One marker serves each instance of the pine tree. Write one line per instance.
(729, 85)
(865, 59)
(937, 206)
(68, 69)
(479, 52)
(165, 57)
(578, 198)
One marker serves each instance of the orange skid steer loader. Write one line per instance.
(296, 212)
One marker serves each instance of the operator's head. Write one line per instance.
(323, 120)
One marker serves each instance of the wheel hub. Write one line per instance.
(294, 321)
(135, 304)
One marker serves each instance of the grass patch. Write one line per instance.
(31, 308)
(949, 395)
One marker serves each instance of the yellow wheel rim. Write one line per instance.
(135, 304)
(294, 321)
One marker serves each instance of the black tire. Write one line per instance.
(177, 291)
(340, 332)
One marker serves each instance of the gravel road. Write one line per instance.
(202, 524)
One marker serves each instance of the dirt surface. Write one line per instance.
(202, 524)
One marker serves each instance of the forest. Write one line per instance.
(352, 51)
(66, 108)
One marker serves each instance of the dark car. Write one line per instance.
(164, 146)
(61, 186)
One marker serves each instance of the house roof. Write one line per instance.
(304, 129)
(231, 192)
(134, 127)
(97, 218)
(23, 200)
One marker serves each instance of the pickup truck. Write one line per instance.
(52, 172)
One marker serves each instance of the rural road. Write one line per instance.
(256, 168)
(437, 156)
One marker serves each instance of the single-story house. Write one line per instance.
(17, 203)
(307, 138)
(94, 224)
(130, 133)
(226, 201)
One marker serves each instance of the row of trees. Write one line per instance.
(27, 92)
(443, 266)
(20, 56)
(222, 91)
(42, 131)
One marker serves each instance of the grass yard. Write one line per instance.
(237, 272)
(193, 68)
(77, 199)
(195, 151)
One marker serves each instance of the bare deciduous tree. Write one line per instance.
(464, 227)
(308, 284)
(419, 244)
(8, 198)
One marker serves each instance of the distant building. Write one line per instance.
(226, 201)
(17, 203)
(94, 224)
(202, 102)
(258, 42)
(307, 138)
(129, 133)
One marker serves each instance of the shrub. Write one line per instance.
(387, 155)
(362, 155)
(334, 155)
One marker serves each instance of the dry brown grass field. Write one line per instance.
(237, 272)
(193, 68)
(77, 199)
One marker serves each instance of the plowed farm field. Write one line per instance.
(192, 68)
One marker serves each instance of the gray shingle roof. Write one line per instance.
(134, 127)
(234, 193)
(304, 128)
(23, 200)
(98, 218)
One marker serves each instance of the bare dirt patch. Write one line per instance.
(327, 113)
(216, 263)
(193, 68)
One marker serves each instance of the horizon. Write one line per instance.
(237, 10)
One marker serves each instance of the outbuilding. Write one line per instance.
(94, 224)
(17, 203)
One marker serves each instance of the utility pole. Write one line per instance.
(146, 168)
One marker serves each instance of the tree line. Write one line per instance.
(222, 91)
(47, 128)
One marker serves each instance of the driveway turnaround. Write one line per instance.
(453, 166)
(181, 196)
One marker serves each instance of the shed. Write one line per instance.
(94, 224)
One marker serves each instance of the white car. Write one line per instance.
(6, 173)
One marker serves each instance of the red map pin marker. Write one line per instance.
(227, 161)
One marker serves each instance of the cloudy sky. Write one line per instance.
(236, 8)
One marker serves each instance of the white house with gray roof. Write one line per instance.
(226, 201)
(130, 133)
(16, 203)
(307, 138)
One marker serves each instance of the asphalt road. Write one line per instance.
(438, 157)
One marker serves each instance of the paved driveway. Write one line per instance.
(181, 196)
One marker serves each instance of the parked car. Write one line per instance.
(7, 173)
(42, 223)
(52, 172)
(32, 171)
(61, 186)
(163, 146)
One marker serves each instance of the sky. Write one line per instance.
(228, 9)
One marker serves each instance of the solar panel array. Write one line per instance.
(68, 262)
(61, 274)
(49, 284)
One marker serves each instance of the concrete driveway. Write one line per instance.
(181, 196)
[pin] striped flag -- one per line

Task requirements:
Could you rewrite all of the records above, swapping every "marker" for "dot" and leaving everything else the same?

Task result:
One dot serves each instance of the pine tree. Write one line per instance.
(729, 85)
(865, 59)
(937, 206)
(68, 69)
(479, 52)
(165, 57)
(578, 198)
One dot serves each instance of the orange skid steer loader. Write one line per instance.
(296, 212)
One dot serves each instance of the operator's head. Write one line per instance.
(323, 120)
One dot serves each instance of the wheel hub. Write one line per instance.
(294, 321)
(135, 304)
One dot serves each instance of the grass patch. Write one line per instance.
(31, 308)
(949, 395)
One dot serves each instance of the yellow wheel rim. Write one line per instance.
(135, 304)
(294, 321)
One dot serves each instance of the black tire. Write one line per instance.
(177, 291)
(340, 332)
One dot serves each instance of the gravel road. Write one line per instance.
(202, 524)
One dot serves each instance of the dirt surface. Write one line per instance.
(202, 524)
One dot serves each instance of the forest. Write one line per instance.
(352, 51)
(66, 108)
One dot serves each instance of the dark car. Write one line per instance.
(164, 146)
(61, 186)
One dot serves each instance of the house roof. Write one line per instance.
(304, 129)
(231, 192)
(134, 127)
(97, 218)
(23, 200)
One dot serves each instance of the pickup truck. Write one line per instance.
(52, 172)
One dot serves each instance of the rural road. Write one line per instance.
(256, 168)
(437, 156)
One dot serves each instance of the single-story house. Write one line per instance.
(17, 203)
(307, 138)
(94, 224)
(130, 133)
(226, 201)
One dot serves each instance of the row of trees. Write one line per instance.
(27, 92)
(443, 266)
(20, 56)
(222, 91)
(42, 131)
One dot serves each instance of the grass yard. Write one line per instance.
(237, 272)
(193, 68)
(77, 199)
(195, 151)
One dot serves each instance of the bare deciduous tree. Write one line per instance.
(464, 227)
(308, 284)
(419, 244)
(8, 198)
One dot serves each instance of the distant building. Write one line per instance.
(226, 201)
(17, 203)
(94, 224)
(202, 102)
(258, 42)
(307, 138)
(129, 133)
One dot serves each instance of the shrub. Write one line per instance.
(387, 155)
(362, 155)
(334, 155)
One dot serves each instance of the dry brown grass field. Write one line per instance.
(237, 272)
(193, 68)
(77, 199)
One dot serves each instance of the plowed farm field. Write one line per instance.
(192, 68)
One dot serves each instance of the gray shingle roof. Write one line per instance.
(134, 127)
(234, 193)
(304, 128)
(23, 200)
(98, 218)
One dot serves each instance of the bare dirt patch. Write one line per instance.
(327, 113)
(216, 263)
(193, 68)
One dot serves each instance of the horizon. Write one line per instance.
(237, 10)
One dot serves each instance of the outbuilding. Write one line per instance.
(94, 224)
(17, 203)
One dot serves each instance of the utility pole. Write one line per instance.
(146, 168)
One dot serves each instance of the tree line. Write one line per instance.
(222, 91)
(47, 128)
One dot serves each instance of the driveway turnaround. Write one line per instance.
(453, 166)
(181, 196)
One dot serves each instance of the shed. Write one line per instance.
(94, 224)
One dot serves each instance of the white car. Write one line per instance.
(6, 173)
One dot serves each instance of the red map pin dot. Write one line per instance.
(227, 161)
One dot serves each instance of the cloudy sky. Write one line per instance.
(236, 8)
One dot serves each instance of the white house with gray roof. Write one line per instance.
(226, 201)
(130, 133)
(16, 203)
(307, 138)
One dot serves each instance of the asphalt road. Write one line per instance.
(438, 157)
One dot serves each instance of the paved driveway. Write one line per instance.
(181, 196)
One dot serves each instance of the parked car. Write one line per instance.
(7, 173)
(42, 223)
(52, 172)
(32, 171)
(61, 186)
(163, 146)
One dot serves each instance of the sky. Write one line per instance.
(228, 9)
One dot serves each instance of the solar panel array. Write one line per instance.
(68, 262)
(61, 274)
(49, 284)
One dot serves each instance of the concrete driveway. Write one line per instance.
(181, 196)
[pin] striped flag -- one per line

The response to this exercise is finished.